● **Supplied text**:

If a prospective home comes to see your foster, we will get your permission first to give them the phone number, and only after we have reviewed their application, and another volunteer has done the home check. If family and Sheltie are a match, the home signs the final adoption agreement form (available on the sidebar of our website) and provides the adoption check. We never let our Shelties leave the program — even for a sleepover — without both of those. We will hold the check a few days if the family wants to be sure. If you are transporting a Sheltie to the home, the same procedure applies; they must complete the paperwork and adoption check before you leave the dog. After the dog’s adoption, mail the paperwork to Linda at the PO box. When Linda receives the check/agreement, she will mail a copy of the dog’s vet records (indicating the heartworm preventative date) along with a copy of the final agreement to the new home.
- How the match is determined: we make every effort to carefully review each application, and we send volunteers to the applicant’s home to talk with them and make sure this is a safe, dog-friendly home. When the applicant arrives at your home, often both dog and applicant “know”. However, like anything else in life, sometimes despite everyone’s best efforts, the match does not work.
New owners need to understand these are rescued Shelties and must be watched and guarded even more closely than usual. If you do the final adoption, make sure the new owners know we require that our HSS/microchip tag be kept on our dog’s collar. We’ve had several cases where the adopted dog has slipped out through a door or gate accidentally left open. We get those calls and reunite family and Sheltie within hours. New owners should also provide their own ID tag with their phone number as well.

● **Action item**:
Answer these questions from the Sheltie adoption text:
1. What two things must a home provide before a Sheltie leaves the program?
2. Who visits an applicant's home?
3. Which tag must stay on the adopted dog's collar?

(Stored data entries)
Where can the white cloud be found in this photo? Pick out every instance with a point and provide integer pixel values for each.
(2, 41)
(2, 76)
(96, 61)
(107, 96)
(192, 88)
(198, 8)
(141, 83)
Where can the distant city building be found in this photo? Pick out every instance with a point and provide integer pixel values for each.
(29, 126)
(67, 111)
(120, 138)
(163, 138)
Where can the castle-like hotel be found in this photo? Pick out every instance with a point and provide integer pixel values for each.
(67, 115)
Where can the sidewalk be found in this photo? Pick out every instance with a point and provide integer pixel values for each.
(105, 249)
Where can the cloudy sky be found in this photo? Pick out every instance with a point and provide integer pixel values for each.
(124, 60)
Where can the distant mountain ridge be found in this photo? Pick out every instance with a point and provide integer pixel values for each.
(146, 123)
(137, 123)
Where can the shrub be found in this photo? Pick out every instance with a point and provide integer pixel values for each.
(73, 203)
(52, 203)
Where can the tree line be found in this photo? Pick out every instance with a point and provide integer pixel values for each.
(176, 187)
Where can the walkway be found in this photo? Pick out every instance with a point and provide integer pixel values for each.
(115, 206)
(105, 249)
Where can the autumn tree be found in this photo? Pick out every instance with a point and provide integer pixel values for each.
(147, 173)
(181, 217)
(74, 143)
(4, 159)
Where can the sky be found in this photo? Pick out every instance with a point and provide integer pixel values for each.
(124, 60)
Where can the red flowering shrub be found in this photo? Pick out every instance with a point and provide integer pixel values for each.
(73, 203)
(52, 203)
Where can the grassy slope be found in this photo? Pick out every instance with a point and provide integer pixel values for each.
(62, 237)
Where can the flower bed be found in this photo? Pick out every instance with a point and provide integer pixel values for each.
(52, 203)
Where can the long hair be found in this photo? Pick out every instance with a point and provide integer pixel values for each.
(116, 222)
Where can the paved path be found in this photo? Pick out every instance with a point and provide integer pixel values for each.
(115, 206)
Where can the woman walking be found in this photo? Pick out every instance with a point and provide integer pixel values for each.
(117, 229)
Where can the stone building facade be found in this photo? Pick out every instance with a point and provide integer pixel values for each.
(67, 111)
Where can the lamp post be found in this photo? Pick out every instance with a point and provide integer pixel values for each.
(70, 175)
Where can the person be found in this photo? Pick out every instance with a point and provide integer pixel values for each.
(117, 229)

● **Response box**:
1. A signed final adoption agreement form and the adoption check.
2. Volunteers.
3. The HSS/microchip tag.